## Short problem
Reproduce the lines from the one that contains "of the atrium" through the one that contains "<point>154,86</point>", replacing "arched window" with "stained-glass window" and leaving everything else unchanged.
+-------+
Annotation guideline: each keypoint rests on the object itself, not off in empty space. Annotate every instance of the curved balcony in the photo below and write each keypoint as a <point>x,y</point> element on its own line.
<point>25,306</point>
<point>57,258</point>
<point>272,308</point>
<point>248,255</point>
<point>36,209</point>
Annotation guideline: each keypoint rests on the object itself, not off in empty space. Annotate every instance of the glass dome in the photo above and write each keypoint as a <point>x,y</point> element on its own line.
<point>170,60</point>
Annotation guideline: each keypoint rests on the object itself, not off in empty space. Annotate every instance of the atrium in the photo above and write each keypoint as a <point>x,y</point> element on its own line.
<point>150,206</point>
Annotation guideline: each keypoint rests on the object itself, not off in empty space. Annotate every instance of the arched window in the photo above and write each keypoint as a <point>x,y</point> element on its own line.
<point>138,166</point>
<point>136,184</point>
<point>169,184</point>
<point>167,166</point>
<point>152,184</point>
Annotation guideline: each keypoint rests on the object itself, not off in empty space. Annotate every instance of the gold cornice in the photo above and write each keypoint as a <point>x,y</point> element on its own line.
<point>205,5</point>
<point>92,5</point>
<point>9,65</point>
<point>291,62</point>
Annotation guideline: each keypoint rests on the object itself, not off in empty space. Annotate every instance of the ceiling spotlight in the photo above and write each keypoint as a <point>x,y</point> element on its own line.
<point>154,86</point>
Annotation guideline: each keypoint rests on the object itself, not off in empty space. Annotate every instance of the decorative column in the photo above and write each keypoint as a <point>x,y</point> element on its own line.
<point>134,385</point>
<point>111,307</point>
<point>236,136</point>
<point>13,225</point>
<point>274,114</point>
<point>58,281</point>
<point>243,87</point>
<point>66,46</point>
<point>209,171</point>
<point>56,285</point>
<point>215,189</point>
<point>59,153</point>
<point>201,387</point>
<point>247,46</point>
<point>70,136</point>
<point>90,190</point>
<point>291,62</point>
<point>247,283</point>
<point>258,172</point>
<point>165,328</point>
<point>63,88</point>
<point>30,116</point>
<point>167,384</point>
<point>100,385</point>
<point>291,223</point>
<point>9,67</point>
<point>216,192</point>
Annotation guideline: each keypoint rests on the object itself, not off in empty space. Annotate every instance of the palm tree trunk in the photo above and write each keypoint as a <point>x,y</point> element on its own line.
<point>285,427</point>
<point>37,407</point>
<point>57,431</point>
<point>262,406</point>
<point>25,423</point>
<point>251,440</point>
+-------+
## Result of this exercise
Annotation guideline: each keypoint rests on the object itself, not off in empty space. Annotate every instance of the atrium in the photo above and write each keypoint as a <point>x,y</point> element on its own line.
<point>150,206</point>
Annotation guideline: each keypoint rests on the object itself, not off in empty space. Annotate every instance of the stained-glass window in the photo above and write each keypoint as a <point>x,y</point> element on its own line.
<point>138,166</point>
<point>136,184</point>
<point>169,184</point>
<point>167,166</point>
<point>152,184</point>
Annotation guideline: each keypoint rests on the object itself, not off in empty space. Annotate every instance of the gold cornice in the photo above and write each keypoint as a <point>x,y</point> element on its own line.
<point>205,5</point>
<point>92,5</point>
<point>9,65</point>
<point>291,62</point>
Annotation guideline: each keypoint rests on the object itself, not off in empty space. Annotate every instance of the ceiling spotlight in the photo above and write each keypoint as a <point>x,y</point> element on its own line.
<point>154,86</point>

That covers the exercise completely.